[Saved entries]
────────

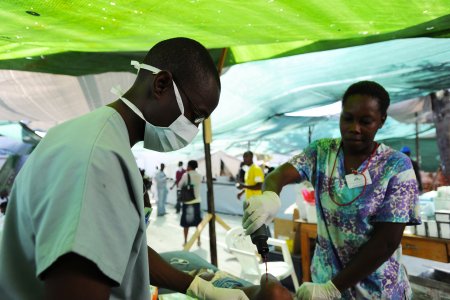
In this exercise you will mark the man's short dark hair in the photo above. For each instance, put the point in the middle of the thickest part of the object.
(369, 88)
(189, 61)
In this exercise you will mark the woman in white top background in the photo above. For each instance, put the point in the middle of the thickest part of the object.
(191, 213)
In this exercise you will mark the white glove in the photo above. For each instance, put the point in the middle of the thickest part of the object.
(318, 291)
(202, 289)
(259, 210)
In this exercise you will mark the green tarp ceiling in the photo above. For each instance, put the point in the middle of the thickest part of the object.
(114, 30)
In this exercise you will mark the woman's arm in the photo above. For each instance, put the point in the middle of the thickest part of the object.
(385, 240)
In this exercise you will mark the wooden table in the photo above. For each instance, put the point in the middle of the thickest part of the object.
(413, 245)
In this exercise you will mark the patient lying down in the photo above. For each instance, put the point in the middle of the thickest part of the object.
(268, 289)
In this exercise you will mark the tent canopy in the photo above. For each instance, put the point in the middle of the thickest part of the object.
(100, 36)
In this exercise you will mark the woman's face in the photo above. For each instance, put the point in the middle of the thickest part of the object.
(360, 120)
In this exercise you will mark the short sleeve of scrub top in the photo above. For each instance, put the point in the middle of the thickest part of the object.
(400, 204)
(92, 214)
(305, 162)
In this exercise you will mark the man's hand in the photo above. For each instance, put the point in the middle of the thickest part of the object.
(318, 291)
(203, 289)
(259, 210)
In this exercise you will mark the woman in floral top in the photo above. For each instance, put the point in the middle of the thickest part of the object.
(366, 193)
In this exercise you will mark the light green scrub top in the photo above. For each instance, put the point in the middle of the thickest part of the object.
(80, 191)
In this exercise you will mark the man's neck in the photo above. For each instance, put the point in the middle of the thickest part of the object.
(135, 125)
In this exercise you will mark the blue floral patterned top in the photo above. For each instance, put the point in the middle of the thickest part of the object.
(391, 197)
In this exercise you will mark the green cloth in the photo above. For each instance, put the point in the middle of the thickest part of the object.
(80, 191)
(252, 30)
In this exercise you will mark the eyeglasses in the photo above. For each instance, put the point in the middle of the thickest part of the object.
(198, 116)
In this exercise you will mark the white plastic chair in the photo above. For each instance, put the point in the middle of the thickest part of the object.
(241, 246)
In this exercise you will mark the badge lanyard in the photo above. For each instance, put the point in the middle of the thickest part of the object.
(355, 172)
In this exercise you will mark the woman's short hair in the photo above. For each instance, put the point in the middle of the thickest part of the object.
(369, 88)
(193, 164)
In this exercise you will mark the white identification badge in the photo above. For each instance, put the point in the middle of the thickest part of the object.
(354, 181)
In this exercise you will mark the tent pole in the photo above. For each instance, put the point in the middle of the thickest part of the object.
(207, 139)
(417, 140)
(309, 134)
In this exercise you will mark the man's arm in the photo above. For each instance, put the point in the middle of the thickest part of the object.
(74, 277)
(164, 275)
(385, 240)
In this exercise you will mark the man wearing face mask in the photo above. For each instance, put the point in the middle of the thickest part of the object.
(254, 177)
(87, 239)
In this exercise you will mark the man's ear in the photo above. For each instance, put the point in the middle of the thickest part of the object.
(162, 83)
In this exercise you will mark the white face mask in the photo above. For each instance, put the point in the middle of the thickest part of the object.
(165, 139)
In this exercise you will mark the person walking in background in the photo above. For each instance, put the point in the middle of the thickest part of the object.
(191, 213)
(254, 178)
(179, 173)
(407, 151)
(240, 176)
(161, 188)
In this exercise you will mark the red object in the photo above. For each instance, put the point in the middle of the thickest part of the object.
(308, 196)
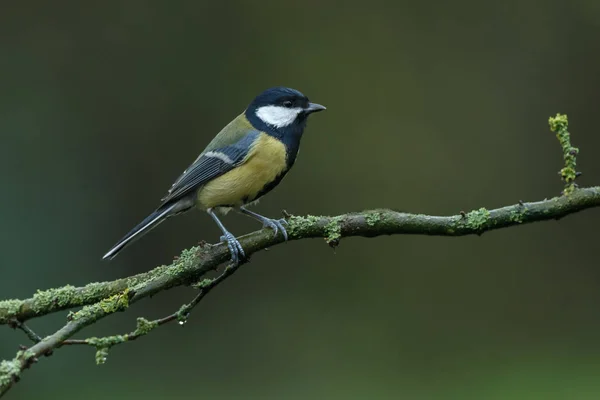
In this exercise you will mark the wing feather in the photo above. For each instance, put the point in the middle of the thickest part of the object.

────────

*Set task*
Your copy should match the entries exactly, minus the pictures.

*Exercise result*
In this exercise you will mark the man's short dark hair in the photo above. For each instance, put the point in the middle of the thickest part of the object.
(369, 88)
(189, 61)
In this exercise you will mark the woman in white top background in the photo above. For each instance, put the point in the middle of the thickest part of the object.
(191, 213)
In this exercise you will mark the white glove in the photo above. For each instance, put the point in the middle of the thickest part of the object.
(318, 291)
(202, 289)
(259, 210)
In this exercise you will mark the green tarp ceiling in the photo above. For each instance, put the point in the middle of the thickest part of the object.
(114, 30)
In this exercise you will mark the woman's arm in the photo above. For each instance, put the point in the middle of the thickest part of the object.
(385, 240)
In this exercise you will mark the wooden table in the photo above. For each instance, put the point in the middle of the thickest part of the object.
(413, 245)
In this exercise you will mark the patient lying down in the photo above. For each instance, put the point in the middle of the thickest part of the object.
(268, 289)
In this exercise you will mark the tent canopy in the photo above. For each instance, put the point in the middle of the thickest part of the object.
(100, 36)
In this exercise you will mark the woman's face in the photo above. For each instance, put the point in the middle of the thickest part of the object.
(360, 120)
In this exercise you will mark the short sleeve of scrub top in the photo above. For each instance, put the point in the middle of the thickest part of the object.
(400, 204)
(92, 214)
(305, 162)
In this exercise you will mark the man's hand in the photo above. For each instance, put the point in the middle of the thickest part of the object.
(318, 291)
(203, 289)
(259, 210)
In this exercise you will mark the woman in floral top in the photo above. For each instance, put the point in the middle of the thickest part of the object.
(366, 193)
In this exercise you will mark the light green scrub top in the photo above. For each instance, put the point in the middle of the thickest part of the object.
(80, 191)
In this exercise you will mark the man's neck in the photo above. For each instance, put the point in the middle of the thickest part of the object.
(135, 125)
In this exercise you will mark the blue floral patterned top in the photo above. For each instance, put the point in the middle of the thickest part of the object.
(391, 197)
In this exercise you will mark the green cloth in the photo above. For each instance, put the point in the middle of the thickest part of the object.
(80, 191)
(252, 30)
In this exercise you will mark the eyeglasses in the photo above. For each instance, put the point in the middle of the thickest part of the object.
(198, 116)
In this exercise you will mark the white plastic chair in the photo above. For each instance, put the point in the middle of the thickest part of the object.
(241, 246)
In this exercise you will mark the badge lanyard in the photo above. For each instance, put the point in the middle of the thickest part of the object.
(355, 172)
In this exercise you will mark the woman's short hair in the photo above. For each instance, put the point in the middle of the thickest part of the object.
(369, 88)
(193, 164)
In this exercise you will mark the white identification badge in the photo above. For each instance, put the point in the middle of the thickest part of the object.
(354, 181)
In this exercise you will mark the tent pole in the photo above. For each instance, put the point in the middle of the thickest part of the object.
(207, 139)
(417, 140)
(309, 134)
In this exercise you will mark the man's arm in the photo above. For each instance, put the point in the middle of the thickest part of the object.
(74, 277)
(164, 275)
(385, 240)
In this exercise you will mark the man wearing face mask in the photo above. For each instance, put the point in the middle of the thickest part of the object.
(254, 177)
(87, 239)
In this exercise you will mark the man's ear in the photo above. For each instance, put the point in the middle of the thickest part of the object.
(162, 83)
In this exercise you will mark the white face mask in the photo above. For each instance, put the point in the middle of the thickest part of the object.
(165, 139)
In this exercise you will mark the person walking in background in the photo above. For each instance, put the point in the middle of the thickest part of the object.
(191, 213)
(254, 178)
(179, 173)
(407, 151)
(240, 176)
(161, 188)
In this exercise you will mark the red object in the photo above. For each instance, put the point in the middle of the thickest part of the object.
(308, 196)
In this exercise you will mark the wing feather in the photo above. For each instance, put the point in the middle of the thickest part of the object.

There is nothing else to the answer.